▶ [Your goal]:
Your job is to set down the stretch of entries that opens with the line containing "The component shall return one point per instance of the power" and closes with the line containing "jacket zipper, each". Keep both end lines, copy each exactly, and add nothing.
● ● ● ●
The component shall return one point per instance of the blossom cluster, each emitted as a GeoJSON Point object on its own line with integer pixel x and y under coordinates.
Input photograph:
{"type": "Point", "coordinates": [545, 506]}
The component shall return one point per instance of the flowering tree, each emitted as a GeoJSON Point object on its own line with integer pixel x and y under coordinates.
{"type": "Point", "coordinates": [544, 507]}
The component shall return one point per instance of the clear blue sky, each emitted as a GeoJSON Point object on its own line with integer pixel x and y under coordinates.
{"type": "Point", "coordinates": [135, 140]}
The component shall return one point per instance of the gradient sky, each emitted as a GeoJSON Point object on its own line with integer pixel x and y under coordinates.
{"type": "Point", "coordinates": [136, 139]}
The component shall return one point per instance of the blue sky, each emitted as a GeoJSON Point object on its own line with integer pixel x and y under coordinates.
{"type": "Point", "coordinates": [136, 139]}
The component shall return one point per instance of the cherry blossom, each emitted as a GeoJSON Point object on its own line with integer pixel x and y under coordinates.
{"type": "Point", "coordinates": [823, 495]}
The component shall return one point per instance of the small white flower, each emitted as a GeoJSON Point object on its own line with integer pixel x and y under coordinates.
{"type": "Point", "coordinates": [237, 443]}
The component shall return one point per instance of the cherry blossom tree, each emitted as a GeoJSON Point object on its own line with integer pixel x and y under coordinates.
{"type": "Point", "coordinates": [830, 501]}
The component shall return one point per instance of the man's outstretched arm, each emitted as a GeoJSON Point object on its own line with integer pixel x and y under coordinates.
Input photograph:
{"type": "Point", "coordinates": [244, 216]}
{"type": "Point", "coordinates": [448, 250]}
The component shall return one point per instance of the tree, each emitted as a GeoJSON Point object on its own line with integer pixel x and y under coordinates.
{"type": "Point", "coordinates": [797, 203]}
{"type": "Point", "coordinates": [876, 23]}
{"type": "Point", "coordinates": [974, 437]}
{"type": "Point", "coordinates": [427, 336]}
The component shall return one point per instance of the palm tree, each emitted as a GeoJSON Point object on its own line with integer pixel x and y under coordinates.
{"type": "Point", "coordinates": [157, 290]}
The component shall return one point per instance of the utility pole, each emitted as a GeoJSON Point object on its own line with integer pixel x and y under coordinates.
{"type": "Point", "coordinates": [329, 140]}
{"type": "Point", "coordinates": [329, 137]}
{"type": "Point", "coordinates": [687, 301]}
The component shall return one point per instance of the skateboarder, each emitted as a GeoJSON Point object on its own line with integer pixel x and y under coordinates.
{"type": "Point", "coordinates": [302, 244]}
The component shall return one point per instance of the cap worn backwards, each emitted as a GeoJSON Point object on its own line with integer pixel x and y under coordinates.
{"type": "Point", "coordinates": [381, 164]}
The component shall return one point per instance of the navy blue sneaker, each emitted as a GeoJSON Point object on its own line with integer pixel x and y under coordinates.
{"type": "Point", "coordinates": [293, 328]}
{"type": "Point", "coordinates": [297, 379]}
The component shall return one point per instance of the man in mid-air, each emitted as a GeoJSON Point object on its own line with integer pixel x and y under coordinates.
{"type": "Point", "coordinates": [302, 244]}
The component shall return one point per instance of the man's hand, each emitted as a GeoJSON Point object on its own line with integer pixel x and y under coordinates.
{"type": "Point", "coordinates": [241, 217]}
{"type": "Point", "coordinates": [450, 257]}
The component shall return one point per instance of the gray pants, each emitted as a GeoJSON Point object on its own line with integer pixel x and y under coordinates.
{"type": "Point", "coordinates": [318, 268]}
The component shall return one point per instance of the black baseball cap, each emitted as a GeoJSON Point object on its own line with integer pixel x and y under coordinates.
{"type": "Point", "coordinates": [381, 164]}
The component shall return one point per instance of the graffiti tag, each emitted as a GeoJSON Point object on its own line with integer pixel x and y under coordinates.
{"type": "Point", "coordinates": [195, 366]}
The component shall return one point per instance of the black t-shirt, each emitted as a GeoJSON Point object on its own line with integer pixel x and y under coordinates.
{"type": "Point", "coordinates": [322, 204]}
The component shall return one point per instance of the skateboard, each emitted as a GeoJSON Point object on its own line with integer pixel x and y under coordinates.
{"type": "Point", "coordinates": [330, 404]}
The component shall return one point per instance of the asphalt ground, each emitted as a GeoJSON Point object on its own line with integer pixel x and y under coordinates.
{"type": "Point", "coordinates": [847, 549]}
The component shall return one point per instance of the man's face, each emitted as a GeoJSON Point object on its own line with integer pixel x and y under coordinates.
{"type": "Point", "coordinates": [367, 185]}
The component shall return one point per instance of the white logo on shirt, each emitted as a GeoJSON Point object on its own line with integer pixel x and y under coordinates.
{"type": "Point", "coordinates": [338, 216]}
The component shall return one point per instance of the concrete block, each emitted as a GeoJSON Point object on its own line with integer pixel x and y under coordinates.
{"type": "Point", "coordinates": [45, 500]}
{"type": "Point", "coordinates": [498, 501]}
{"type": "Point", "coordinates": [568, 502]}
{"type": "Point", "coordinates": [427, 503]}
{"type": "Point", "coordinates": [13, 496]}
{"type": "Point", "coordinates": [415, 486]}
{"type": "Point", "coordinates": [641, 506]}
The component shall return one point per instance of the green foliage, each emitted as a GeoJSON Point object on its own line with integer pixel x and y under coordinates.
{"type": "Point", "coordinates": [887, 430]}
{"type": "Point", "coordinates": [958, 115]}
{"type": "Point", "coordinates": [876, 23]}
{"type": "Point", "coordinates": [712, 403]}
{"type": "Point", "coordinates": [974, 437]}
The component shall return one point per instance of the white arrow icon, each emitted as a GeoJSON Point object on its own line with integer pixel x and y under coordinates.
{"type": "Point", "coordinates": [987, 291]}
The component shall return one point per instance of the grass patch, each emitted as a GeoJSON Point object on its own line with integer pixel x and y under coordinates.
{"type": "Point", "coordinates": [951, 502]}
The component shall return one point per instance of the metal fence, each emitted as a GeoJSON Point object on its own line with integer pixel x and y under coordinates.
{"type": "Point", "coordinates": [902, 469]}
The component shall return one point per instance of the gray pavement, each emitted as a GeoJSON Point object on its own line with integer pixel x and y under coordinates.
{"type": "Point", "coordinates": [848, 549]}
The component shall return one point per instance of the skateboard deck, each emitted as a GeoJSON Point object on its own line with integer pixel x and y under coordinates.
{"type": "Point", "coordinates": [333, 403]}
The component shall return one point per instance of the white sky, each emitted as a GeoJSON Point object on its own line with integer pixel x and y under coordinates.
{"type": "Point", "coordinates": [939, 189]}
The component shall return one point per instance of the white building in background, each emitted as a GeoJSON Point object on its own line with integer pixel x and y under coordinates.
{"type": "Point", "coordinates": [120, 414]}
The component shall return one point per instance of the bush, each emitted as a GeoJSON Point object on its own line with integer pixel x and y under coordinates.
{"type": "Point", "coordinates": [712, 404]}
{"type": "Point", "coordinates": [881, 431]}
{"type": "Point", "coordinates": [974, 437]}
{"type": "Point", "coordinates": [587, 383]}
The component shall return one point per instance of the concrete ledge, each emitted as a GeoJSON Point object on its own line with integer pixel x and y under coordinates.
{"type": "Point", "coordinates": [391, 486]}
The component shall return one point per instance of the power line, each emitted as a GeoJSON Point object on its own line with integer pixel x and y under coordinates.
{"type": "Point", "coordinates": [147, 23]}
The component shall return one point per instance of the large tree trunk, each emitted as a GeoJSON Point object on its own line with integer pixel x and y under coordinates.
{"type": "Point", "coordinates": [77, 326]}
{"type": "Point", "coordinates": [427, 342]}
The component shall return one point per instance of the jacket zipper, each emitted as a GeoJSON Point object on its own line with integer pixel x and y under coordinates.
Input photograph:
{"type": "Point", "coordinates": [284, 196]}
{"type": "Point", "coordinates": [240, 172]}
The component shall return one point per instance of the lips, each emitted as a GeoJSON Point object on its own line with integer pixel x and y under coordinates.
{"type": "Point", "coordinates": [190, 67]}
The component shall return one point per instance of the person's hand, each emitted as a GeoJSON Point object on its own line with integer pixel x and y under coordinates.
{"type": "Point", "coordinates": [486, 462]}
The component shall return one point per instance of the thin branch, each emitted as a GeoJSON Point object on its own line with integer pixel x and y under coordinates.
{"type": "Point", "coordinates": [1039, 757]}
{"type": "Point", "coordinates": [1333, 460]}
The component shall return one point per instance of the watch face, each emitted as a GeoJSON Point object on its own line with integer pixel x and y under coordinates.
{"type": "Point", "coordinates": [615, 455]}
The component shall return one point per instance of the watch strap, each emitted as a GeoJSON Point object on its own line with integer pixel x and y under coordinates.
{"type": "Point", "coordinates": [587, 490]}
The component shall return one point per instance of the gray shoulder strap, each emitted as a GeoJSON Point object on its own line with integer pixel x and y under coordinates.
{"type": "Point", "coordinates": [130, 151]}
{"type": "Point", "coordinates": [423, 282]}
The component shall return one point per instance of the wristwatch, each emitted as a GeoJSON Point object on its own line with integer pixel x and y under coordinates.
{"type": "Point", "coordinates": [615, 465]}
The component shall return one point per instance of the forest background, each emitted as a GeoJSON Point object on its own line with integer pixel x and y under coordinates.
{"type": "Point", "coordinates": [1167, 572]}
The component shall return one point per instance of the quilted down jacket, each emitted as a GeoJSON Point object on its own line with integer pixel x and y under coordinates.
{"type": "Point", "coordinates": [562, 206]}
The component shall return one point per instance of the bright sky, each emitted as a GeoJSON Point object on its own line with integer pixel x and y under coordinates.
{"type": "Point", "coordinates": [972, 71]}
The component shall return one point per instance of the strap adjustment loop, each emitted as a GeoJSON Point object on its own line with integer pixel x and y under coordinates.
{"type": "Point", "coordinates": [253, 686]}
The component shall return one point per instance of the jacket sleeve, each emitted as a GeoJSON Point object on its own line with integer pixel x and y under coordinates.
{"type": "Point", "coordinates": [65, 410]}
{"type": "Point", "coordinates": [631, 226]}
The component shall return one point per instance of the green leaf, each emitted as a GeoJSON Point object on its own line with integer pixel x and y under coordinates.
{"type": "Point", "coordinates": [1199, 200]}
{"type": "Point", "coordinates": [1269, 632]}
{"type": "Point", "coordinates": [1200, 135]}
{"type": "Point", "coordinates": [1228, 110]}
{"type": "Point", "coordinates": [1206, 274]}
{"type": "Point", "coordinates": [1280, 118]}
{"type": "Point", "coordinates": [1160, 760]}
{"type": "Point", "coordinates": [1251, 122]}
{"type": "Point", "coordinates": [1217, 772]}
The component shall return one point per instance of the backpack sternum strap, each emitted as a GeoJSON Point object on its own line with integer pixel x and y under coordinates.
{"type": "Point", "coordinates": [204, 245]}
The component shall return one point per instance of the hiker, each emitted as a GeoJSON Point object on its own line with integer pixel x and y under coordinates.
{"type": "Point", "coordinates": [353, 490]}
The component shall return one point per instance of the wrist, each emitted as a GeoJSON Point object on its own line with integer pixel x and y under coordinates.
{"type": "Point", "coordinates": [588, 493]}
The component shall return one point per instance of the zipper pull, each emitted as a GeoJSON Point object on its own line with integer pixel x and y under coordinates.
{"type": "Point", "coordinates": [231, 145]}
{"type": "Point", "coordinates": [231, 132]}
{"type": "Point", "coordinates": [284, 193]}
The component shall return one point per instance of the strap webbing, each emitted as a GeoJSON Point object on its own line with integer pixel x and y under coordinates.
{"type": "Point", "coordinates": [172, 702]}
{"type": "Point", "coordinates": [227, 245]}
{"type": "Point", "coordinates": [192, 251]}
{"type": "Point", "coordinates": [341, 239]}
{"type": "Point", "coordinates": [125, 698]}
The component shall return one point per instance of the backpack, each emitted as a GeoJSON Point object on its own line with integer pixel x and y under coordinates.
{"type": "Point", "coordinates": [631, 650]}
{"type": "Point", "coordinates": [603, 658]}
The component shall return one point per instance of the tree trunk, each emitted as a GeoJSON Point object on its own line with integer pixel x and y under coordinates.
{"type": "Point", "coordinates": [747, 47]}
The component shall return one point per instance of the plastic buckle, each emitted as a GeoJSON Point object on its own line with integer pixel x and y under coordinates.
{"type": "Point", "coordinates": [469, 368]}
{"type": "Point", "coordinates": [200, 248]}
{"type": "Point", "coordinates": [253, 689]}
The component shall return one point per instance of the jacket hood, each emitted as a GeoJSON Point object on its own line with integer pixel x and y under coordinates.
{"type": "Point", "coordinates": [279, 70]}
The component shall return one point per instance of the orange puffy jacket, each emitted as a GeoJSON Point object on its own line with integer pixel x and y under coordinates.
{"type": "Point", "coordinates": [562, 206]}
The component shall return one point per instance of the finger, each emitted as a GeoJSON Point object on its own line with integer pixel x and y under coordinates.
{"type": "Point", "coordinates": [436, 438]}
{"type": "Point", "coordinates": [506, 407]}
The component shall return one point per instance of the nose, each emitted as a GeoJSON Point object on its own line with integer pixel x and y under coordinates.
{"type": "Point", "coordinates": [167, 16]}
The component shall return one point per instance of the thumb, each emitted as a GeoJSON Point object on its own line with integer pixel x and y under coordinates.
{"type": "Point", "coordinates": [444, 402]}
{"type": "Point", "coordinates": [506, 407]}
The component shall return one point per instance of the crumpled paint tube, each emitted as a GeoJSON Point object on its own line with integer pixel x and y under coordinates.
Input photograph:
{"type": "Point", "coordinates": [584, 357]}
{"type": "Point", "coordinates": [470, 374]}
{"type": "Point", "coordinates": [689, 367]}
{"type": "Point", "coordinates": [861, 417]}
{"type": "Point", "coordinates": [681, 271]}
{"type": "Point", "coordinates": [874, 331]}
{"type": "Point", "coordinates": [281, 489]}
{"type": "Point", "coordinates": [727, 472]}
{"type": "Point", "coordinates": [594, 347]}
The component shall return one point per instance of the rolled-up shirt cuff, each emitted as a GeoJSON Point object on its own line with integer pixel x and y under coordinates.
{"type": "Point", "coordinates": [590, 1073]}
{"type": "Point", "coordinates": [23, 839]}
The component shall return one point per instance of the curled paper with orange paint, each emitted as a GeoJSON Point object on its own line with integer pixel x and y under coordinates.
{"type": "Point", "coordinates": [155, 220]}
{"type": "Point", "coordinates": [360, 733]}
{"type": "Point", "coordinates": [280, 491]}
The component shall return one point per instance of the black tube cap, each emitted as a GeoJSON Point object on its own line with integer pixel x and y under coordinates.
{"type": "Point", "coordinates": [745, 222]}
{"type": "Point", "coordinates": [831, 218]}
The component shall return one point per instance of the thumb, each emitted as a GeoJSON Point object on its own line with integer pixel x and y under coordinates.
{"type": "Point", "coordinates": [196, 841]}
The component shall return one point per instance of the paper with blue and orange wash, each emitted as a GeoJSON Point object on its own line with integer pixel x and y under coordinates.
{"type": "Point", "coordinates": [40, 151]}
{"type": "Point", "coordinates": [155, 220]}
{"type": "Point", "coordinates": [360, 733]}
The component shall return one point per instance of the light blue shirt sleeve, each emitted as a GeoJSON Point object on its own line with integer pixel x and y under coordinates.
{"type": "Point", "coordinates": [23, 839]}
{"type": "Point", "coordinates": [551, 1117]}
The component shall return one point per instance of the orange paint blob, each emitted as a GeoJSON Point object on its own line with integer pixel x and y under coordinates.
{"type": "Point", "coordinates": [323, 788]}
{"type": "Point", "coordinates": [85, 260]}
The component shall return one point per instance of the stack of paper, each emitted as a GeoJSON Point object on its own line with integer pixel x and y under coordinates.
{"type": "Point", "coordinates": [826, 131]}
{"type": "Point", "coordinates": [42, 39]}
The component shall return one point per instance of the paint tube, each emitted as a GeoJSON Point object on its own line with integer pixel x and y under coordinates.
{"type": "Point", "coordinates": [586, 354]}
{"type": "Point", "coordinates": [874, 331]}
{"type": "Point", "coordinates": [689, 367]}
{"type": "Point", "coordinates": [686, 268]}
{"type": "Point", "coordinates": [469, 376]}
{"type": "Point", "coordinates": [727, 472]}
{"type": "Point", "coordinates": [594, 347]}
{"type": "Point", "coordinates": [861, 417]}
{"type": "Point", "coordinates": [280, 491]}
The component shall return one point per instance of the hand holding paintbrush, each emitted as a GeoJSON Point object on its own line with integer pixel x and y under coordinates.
● ● ● ●
▶ [Response area]:
The component shall return one point per instance of the power line, each emitted as a GeoJSON Point object on its own line with integer pixel x and y under coordinates.
{"type": "Point", "coordinates": [147, 23]}
The component shall return one point per instance of the large tree trunk, each emitted as a GeoJSON Point object on its own line with integer pixel x and y under coordinates.
{"type": "Point", "coordinates": [77, 326]}
{"type": "Point", "coordinates": [427, 342]}
The component shall return one point per instance of the jacket zipper, each emitted as a GeoJSON Point object on its own line with integer pixel x and y under coordinates.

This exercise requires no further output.